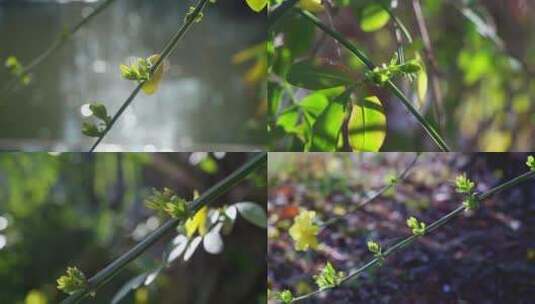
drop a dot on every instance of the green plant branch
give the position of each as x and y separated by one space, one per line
399 178
374 262
167 50
60 41
106 274
437 138
278 11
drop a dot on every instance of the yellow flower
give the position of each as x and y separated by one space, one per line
151 85
314 6
304 231
197 222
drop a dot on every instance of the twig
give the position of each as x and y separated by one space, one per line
431 62
106 274
407 241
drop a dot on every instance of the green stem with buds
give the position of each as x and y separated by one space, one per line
433 133
166 52
433 226
399 178
63 38
106 274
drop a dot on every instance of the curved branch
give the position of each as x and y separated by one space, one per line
433 226
106 274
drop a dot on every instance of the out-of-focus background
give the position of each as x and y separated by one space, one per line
483 60
488 257
206 102
87 209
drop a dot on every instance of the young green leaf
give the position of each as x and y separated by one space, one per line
464 184
315 75
314 6
257 5
253 213
304 231
367 125
417 228
471 202
91 130
327 127
151 85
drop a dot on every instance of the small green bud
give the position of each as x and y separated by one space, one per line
530 162
463 184
374 247
74 280
417 228
285 296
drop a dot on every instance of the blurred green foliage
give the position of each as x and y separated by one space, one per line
482 63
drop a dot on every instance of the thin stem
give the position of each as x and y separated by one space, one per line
164 54
437 138
432 227
399 178
106 274
278 11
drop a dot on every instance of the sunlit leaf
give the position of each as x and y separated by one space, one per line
192 247
373 17
367 125
253 213
311 5
315 75
327 127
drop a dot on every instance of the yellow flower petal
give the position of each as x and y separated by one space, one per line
304 231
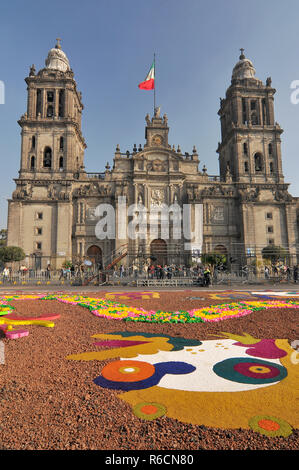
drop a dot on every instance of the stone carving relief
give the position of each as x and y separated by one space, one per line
23 192
157 197
157 165
94 189
280 195
217 214
249 194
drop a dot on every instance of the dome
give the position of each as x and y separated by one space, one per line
57 59
243 69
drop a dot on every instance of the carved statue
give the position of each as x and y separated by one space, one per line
32 70
157 112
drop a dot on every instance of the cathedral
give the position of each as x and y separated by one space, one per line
53 212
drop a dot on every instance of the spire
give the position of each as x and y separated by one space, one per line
242 56
57 59
58 46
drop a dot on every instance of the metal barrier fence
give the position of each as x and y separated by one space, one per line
138 279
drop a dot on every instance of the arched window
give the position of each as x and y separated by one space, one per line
61 103
32 163
254 119
47 163
50 111
258 162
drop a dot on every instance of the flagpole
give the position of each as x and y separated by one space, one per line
155 83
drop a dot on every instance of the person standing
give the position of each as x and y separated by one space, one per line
295 273
48 271
207 277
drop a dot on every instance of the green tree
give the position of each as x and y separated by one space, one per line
214 259
11 253
274 253
3 237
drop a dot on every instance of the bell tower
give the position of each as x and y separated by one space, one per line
250 145
52 142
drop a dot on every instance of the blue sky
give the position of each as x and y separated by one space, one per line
110 46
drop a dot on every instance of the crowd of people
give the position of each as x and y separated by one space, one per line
203 274
282 270
165 271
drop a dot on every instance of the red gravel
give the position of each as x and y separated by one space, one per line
48 402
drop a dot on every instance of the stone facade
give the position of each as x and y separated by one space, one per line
52 213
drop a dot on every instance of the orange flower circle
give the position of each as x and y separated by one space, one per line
128 371
269 425
259 369
149 409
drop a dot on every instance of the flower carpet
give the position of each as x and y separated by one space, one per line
176 368
117 311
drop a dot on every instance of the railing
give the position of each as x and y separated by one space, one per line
99 176
213 178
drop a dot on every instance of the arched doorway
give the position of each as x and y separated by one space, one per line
221 256
95 254
158 250
220 250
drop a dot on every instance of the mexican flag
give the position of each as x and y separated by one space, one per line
149 82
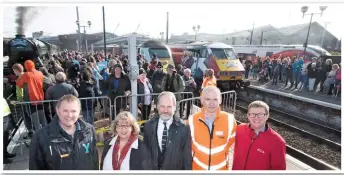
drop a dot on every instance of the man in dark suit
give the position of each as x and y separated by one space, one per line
167 137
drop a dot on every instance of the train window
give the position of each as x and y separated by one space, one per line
204 53
227 53
160 53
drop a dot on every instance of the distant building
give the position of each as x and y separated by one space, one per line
295 34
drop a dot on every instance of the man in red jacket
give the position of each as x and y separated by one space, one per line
257 146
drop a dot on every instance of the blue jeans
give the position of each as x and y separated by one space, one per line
304 81
88 116
296 78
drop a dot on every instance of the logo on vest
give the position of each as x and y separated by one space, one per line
260 150
219 134
87 147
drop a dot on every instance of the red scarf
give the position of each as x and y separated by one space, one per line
116 164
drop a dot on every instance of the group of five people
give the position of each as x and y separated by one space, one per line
209 140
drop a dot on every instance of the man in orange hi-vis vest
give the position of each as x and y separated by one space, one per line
212 133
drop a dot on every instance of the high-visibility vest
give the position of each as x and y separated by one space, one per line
6 109
212 153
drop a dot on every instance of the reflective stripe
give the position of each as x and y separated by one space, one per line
213 167
215 150
230 126
6 109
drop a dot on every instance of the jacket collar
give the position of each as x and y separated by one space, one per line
135 145
176 120
55 126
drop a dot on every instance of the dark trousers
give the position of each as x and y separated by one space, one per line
330 92
275 77
289 78
6 141
317 81
26 116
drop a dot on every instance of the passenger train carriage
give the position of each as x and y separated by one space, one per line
218 56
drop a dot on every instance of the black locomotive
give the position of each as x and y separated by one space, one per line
21 49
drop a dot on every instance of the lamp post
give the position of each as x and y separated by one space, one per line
196 30
162 36
261 37
84 26
304 9
252 34
322 38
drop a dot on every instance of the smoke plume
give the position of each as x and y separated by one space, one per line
24 15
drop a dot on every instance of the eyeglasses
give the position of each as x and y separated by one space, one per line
259 115
123 126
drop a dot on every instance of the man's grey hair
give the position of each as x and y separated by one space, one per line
170 94
187 70
211 89
60 77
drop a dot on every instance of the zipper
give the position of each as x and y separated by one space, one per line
75 151
211 138
248 153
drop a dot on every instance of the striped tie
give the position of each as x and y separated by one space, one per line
164 138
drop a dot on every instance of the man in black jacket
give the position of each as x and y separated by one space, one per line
167 137
67 143
118 85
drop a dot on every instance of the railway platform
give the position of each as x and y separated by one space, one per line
21 161
304 93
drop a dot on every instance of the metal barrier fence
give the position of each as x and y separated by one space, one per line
145 110
94 110
190 106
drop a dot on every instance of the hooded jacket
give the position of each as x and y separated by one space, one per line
34 81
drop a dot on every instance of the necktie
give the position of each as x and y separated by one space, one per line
164 138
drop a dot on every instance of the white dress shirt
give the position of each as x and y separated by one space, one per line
161 129
147 98
107 165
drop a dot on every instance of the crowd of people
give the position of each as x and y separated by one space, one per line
61 140
167 143
318 75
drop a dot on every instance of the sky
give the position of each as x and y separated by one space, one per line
217 18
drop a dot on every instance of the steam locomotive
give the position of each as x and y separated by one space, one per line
20 49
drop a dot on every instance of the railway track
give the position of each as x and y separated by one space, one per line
317 152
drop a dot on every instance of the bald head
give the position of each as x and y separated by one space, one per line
211 90
211 99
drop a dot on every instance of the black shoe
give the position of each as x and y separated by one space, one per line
30 134
7 161
9 155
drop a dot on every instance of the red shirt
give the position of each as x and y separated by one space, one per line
267 151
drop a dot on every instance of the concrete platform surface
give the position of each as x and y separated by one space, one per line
21 161
304 93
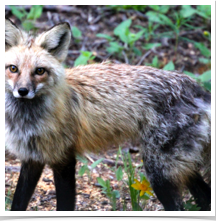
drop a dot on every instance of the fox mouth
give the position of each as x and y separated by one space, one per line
29 95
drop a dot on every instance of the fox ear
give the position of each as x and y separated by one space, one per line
56 41
12 34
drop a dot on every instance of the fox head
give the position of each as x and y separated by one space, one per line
33 64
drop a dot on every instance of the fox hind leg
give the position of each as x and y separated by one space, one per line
168 193
64 177
200 190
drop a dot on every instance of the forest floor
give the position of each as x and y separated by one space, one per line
91 20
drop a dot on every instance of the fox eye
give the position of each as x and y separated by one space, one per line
13 69
40 71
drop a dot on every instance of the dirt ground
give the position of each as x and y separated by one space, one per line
92 20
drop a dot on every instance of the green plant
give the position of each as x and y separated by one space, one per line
8 200
123 44
111 194
137 200
85 168
77 34
27 18
84 57
190 205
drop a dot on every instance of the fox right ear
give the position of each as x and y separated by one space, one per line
56 40
12 34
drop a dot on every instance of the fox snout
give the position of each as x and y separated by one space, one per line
23 91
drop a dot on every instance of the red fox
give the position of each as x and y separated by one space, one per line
52 114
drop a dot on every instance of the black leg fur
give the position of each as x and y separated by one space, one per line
29 176
65 183
201 191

--

Format the stretch from the line containing "drop a dot on every instance of the red fox" through the last line above as a JSON list of strings, with one string per line and blank lines omitted.

● ANSWER TO THIS TASK
[
  "drop a dot on every instance of the red fox",
  "give the position of each as x and y separated by one space, one per line",
  "52 114",
  "drop a dot on every instance of the black leg fur",
  "give the position of each as x and y separated by one space, one per line",
  "29 176",
  "65 183",
  "201 191"
]